Can you copy each of the items below word for word, leaving every line unchanged?
++++++++++++++++++++
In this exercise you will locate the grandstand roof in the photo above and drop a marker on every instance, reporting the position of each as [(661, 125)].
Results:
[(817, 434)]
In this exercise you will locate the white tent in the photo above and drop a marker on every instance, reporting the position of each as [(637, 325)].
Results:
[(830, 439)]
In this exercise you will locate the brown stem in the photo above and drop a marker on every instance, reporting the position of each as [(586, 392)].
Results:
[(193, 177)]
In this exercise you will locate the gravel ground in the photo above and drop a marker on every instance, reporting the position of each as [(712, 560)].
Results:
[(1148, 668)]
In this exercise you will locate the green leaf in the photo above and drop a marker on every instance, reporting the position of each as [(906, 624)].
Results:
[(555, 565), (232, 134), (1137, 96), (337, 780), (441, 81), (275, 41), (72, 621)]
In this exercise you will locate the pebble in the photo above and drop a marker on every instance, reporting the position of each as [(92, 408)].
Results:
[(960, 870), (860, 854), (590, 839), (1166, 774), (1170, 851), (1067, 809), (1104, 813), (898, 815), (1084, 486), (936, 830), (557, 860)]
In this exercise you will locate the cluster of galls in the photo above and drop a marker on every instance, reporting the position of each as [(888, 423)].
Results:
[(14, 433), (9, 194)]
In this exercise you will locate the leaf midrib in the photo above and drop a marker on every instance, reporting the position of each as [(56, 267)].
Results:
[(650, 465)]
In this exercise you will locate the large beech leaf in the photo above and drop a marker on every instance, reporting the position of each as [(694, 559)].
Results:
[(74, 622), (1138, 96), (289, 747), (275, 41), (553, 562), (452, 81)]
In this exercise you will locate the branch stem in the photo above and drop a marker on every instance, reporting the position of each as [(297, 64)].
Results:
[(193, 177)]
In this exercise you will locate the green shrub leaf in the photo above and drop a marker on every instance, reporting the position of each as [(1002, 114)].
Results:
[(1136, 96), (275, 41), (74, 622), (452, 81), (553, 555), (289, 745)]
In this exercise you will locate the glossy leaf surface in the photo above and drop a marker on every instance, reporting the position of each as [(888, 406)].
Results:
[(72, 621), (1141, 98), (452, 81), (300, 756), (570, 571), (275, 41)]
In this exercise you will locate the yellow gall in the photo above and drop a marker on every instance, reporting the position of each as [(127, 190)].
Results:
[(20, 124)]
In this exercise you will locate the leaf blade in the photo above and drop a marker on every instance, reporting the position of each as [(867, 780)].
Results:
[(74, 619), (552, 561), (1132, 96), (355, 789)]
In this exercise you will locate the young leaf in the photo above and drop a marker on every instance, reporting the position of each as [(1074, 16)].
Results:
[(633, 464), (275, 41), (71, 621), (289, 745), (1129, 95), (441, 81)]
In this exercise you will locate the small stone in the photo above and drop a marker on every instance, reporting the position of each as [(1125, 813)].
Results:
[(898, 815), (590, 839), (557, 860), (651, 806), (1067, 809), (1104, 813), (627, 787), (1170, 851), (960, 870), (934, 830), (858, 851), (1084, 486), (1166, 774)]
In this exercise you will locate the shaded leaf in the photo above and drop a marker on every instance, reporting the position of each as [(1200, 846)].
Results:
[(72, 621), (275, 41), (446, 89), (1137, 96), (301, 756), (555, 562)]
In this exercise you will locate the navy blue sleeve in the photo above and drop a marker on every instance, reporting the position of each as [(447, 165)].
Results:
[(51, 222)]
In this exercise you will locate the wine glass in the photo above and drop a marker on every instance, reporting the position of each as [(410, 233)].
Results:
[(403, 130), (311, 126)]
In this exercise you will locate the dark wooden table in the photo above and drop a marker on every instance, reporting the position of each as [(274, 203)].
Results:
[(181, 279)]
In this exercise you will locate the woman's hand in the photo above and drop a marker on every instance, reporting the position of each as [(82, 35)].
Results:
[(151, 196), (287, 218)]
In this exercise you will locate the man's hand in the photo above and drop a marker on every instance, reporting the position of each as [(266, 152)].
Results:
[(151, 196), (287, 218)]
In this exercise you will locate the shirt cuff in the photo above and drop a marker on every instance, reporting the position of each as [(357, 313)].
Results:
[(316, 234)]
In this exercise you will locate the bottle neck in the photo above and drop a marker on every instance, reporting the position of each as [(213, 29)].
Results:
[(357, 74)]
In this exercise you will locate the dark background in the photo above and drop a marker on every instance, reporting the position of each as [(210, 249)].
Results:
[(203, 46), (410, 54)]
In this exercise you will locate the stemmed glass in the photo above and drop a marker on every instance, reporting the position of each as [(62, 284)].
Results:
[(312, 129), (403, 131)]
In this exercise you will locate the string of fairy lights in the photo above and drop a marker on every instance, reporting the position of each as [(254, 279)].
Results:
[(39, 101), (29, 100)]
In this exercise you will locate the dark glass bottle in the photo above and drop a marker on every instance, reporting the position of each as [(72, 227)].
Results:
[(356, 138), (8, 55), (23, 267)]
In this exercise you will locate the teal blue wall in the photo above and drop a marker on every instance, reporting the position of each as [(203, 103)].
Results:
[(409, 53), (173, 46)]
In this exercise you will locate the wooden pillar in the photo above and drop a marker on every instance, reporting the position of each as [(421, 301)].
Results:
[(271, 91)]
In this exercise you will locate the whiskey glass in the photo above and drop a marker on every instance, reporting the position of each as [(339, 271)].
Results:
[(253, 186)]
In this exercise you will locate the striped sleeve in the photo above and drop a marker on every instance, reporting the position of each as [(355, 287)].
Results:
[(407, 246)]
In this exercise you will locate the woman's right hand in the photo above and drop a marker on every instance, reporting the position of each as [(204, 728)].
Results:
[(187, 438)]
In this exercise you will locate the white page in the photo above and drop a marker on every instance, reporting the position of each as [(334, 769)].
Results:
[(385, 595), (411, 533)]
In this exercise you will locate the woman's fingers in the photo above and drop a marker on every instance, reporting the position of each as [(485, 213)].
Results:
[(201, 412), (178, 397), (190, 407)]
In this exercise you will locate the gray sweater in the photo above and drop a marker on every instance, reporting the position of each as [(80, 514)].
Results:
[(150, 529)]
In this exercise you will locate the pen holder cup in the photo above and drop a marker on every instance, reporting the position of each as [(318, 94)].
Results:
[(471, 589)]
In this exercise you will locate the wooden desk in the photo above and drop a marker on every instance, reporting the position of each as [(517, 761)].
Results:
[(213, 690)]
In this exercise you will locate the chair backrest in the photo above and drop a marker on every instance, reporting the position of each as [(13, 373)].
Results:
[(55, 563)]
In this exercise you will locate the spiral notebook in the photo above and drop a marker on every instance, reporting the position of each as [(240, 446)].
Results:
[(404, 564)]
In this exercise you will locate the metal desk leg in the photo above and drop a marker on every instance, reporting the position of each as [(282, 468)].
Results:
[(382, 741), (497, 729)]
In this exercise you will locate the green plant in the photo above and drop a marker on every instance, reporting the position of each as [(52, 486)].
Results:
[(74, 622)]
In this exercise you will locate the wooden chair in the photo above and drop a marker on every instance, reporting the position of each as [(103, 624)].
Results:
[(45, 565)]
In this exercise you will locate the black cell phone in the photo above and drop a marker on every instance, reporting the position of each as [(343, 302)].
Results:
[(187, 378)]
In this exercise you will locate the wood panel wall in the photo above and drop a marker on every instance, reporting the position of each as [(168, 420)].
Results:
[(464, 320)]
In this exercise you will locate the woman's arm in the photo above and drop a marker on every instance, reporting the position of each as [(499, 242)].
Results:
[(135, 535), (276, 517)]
++++++++++++++++++++
# Output
In this exercise you will locate the grandstand roof in the photo above and drop a marker on every instance, reporting the position of each as [(661, 125)].
Results:
[(817, 434)]
In this exercise you will locate the white tent in the photo above and drop a marker on every instance, reporting the position of each as [(637, 325)].
Results:
[(830, 439)]
In this exercise you will locate the brown stem in the photo above and drop a marker on every instance, reporting the position of each as [(586, 392)].
Results:
[(193, 177)]
In this exercise you will locate the gravel ground in the photo above and drop a marker on every instance, reporting the position of each as [(712, 560)].
Results:
[(1148, 668)]
In this exercise you will locate the green leaf in the photo above and drop a marker on every instance, reporting the position of each as [(906, 624)].
Results:
[(555, 565), (232, 134), (1137, 96), (337, 780), (441, 81), (275, 41), (72, 621)]
In this exercise you will locate the pebble in the photo above and drop a marker on every instance, reporting the position of each as [(92, 408)].
Results:
[(960, 870), (860, 854), (590, 839), (1166, 774), (1170, 851), (1067, 809), (1104, 813), (898, 815), (1084, 486), (936, 830), (557, 860)]
In this exercise you will locate the cluster of galls in the photo above and drop a marker on every instance, reporting the position of each as [(888, 423)].
Results:
[(14, 433), (9, 194)]
In this exercise you will locate the leaf midrib in the photo above and drop a marker on every instance, reporting the position of each as [(56, 267)].
Results:
[(650, 465)]
In this exercise you will locate the large beech leaf in the photo above and drop a marker on every instance, reporting the position of each as [(694, 559)].
Results:
[(74, 622), (1138, 96), (289, 747), (275, 41), (553, 562), (452, 81)]
In this exercise you will locate the branch stem in the photo above and drop a marker on every instance, reporting the position of each as [(297, 64)].
Results:
[(193, 177)]
In this exercise you will locate the green shrub leaf in the photo above and drop a marker on every instance, reporting the position of each as [(1002, 114)].
Results:
[(1136, 96), (275, 41), (74, 622), (452, 81), (553, 555), (289, 745)]
In this exercise you will locate the glossy leaf surface in the photo above and drop a marker on every instance, reporting the position of each as [(888, 406)].
Results:
[(72, 621), (1141, 98), (452, 81), (300, 756), (570, 571), (275, 41)]
In this exercise you will locate the yellow gall in the photo above and drop a marker on every instance, reporting the position of each as [(127, 190)].
Results:
[(20, 124)]
In this exercise you will locate the leaf blade in the photo above and drop a marker on every instance, reporting the position of each as [(867, 780)].
Results:
[(74, 619), (552, 561), (1132, 96), (355, 789)]
In this exercise you will locate the young leaf in the photo above and drop a marker on every instance, reporting the position of each as [(1074, 16)].
Results:
[(633, 464), (275, 41), (71, 621), (289, 745), (1129, 95), (441, 81)]
In this exercise you will locate the small stone in the photo above and drop a marker on every instance, reporting the position of each as [(1125, 813)].
Results:
[(898, 815), (590, 839), (557, 860), (651, 806), (1067, 809), (1104, 813), (627, 787), (1170, 851), (960, 870), (934, 830), (858, 851), (1084, 486), (1166, 774)]
In this exercise you will locate the shaded leaf in the photo above and drop a marker on every instance, reporting the position of each as [(1200, 846)].
Results:
[(72, 621), (275, 41), (446, 89), (1137, 96), (301, 756), (555, 562)]
In this exercise you will locate the navy blue sleeve in the photo above and drop a marker on every instance, reporting the position of each as [(447, 165)].
Results:
[(51, 222)]
In this exercise you will locate the wine glass in the photo above and drop a marker on every instance, reporting the position of each as [(410, 233)].
Results:
[(403, 130), (311, 126)]
In this exercise you will locate the dark wooden table in the photo above and drop a marker on every instance, reporting the position of each as [(274, 203)].
Results:
[(181, 279)]
In this exercise you will locate the woman's hand in the photo above and drop a marker on every instance, reporting the position of each as [(82, 35)].
Results:
[(151, 196), (287, 218)]
In this exercise you will locate the man's hand in the photo above and drop a marker on every instance, reporting the position of each as [(266, 152)].
Results:
[(151, 196), (287, 218)]
In this exercise you will locate the shirt cuff in the photo above and drop a marker on every instance, reporting the position of each as [(357, 313)].
Results:
[(316, 234)]
In this exercise you will locate the bottle neck in the photo above and drop a marker on every instance, reporting the position of each as [(213, 29)].
Results:
[(357, 74)]
In this exercise you will locate the dark background in the photo above and drop a marker on every instance, reporting the position of each as [(210, 249)].
Results:
[(203, 46), (410, 54)]
In this exercise you will locate the stemmed glass in the photo above and drop a marker on every instance, reporting the position of each as [(62, 284)].
Results:
[(312, 129), (403, 131)]
In this exercise you will locate the string of fairy lights in the photo above and drop a marker on every instance, reporting the position of each as [(254, 279)].
Results:
[(39, 101), (29, 100)]
In this exercise you will locate the dark glass bottle in the photo above and drop a marker on every instance, reporting the position of each as [(72, 227)].
Results:
[(356, 138), (8, 55), (23, 267)]
In this exercise you will locate the teal blue wall in the photo above and drop a marker on every instance, reporting the position of each as [(203, 103)].
Results:
[(409, 53), (173, 46)]
In this exercise you will locate the wooden pillar in the photo above and drop a marker on every instance, reporting the position of each as [(421, 301)].
Results:
[(271, 91)]
In this exercise you will locate the whiskey glass in the photo above and drop a marker on every instance, reporting the position of each as [(339, 271)].
Results:
[(253, 186)]
In this exercise you will locate the striped sleeve in the photo above and drop a marker on every instance, reporting the position of each as [(355, 287)].
Results:
[(407, 246)]
In this exercise you will locate the woman's right hand in the photo above and drop a marker on every instance, reporting the position of each as [(204, 728)].
Results:
[(187, 438)]
In this exercise you will locate the white page in the photo above and drop a marker on every instance, reporting the position of each as [(334, 769)].
Results:
[(385, 595), (411, 533)]
In this exercise you will locate the woman's fingers in the photo above and drop a marker on every instance, reporting the position of each as [(485, 213)].
Results:
[(201, 412), (178, 397), (190, 407)]
In this exercise you will locate the gray sweater in the photo above and drop a marker on every instance, reporting the position of each as [(80, 514)].
Results:
[(150, 529)]
In this exercise you will locate the pen holder cup in the photo above and drop a marker on every instance, reporting the position of each as [(318, 94)].
Results:
[(471, 589)]
In this exercise you will locate the wooden desk in the photo above and drop a marker on every instance, reporting the position of each as [(517, 761)].
Results:
[(213, 690)]
In this exercise you will locate the chair backrest in the photo above and drop a marker on every instance, reporting the position of each as [(13, 373)].
Results:
[(55, 563)]
In this exercise you will locate the spiral notebook in the photo above and drop a marker on every instance, reporting the position of each as [(240, 446)].
Results:
[(404, 564)]
In this exercise you will locate the metal desk leg in the photo above and drop a marker on every instance, reporting the position of each as [(282, 468)].
Results:
[(382, 741), (497, 729)]
In this exercise you will locate the green plant in the photo above and drop a marker on every instance, reporting the position of each as [(52, 486)].
Results:
[(74, 622)]
In this exercise you will locate the wooden chair in the photo above and drop a marker on every instance, reporting the position of each as [(103, 624)].
Results:
[(45, 565)]
In this exercise you will locate the black cell phone in the photo above and drop a marker on every instance, reporting the position of each as [(343, 302)].
Results:
[(187, 378)]
In this exercise you will locate the wood panel wall in the photo above and drop a marker on every instance, reporting the position of each as [(168, 420)].
Results:
[(464, 320)]
In this exercise you will locate the woman's arm in the photo above and drop a marker on every instance, reporting the position of each as [(499, 242)].
Results:
[(135, 535), (276, 517)]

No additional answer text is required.